▶ **About this exercise**
Would you please copy the entries exactly, leaving every picture aside?

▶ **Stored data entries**

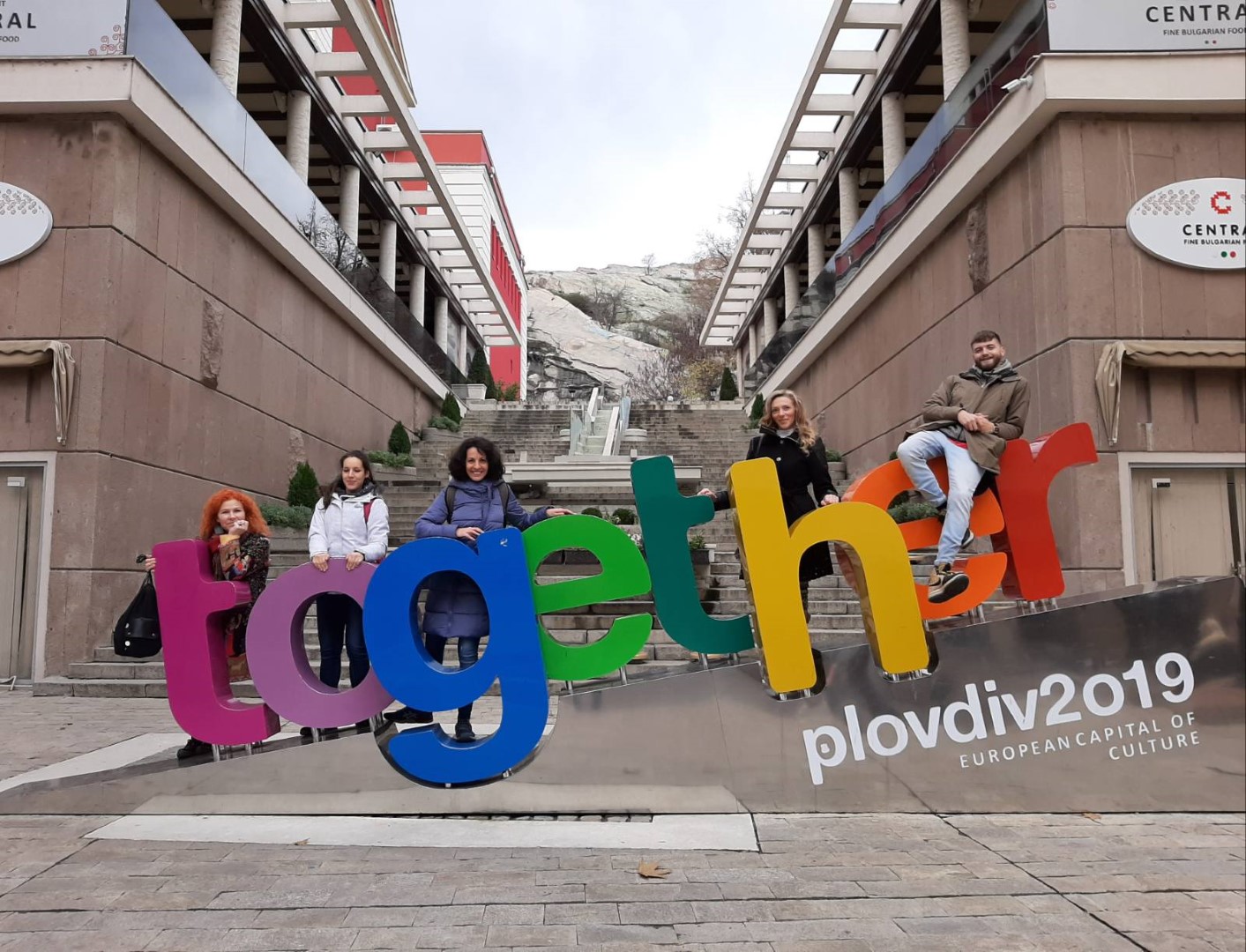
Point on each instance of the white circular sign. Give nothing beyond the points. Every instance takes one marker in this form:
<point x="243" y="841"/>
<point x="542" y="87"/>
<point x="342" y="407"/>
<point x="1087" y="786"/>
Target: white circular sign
<point x="25" y="222"/>
<point x="1198" y="223"/>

▶ **Reply to the exercise**
Point on each instance of the white circular sign. Give nothing beyond the points. Every instance takes one marker in this form:
<point x="243" y="841"/>
<point x="542" y="87"/>
<point x="342" y="407"/>
<point x="1087" y="786"/>
Target: white circular sign
<point x="25" y="222"/>
<point x="1198" y="223"/>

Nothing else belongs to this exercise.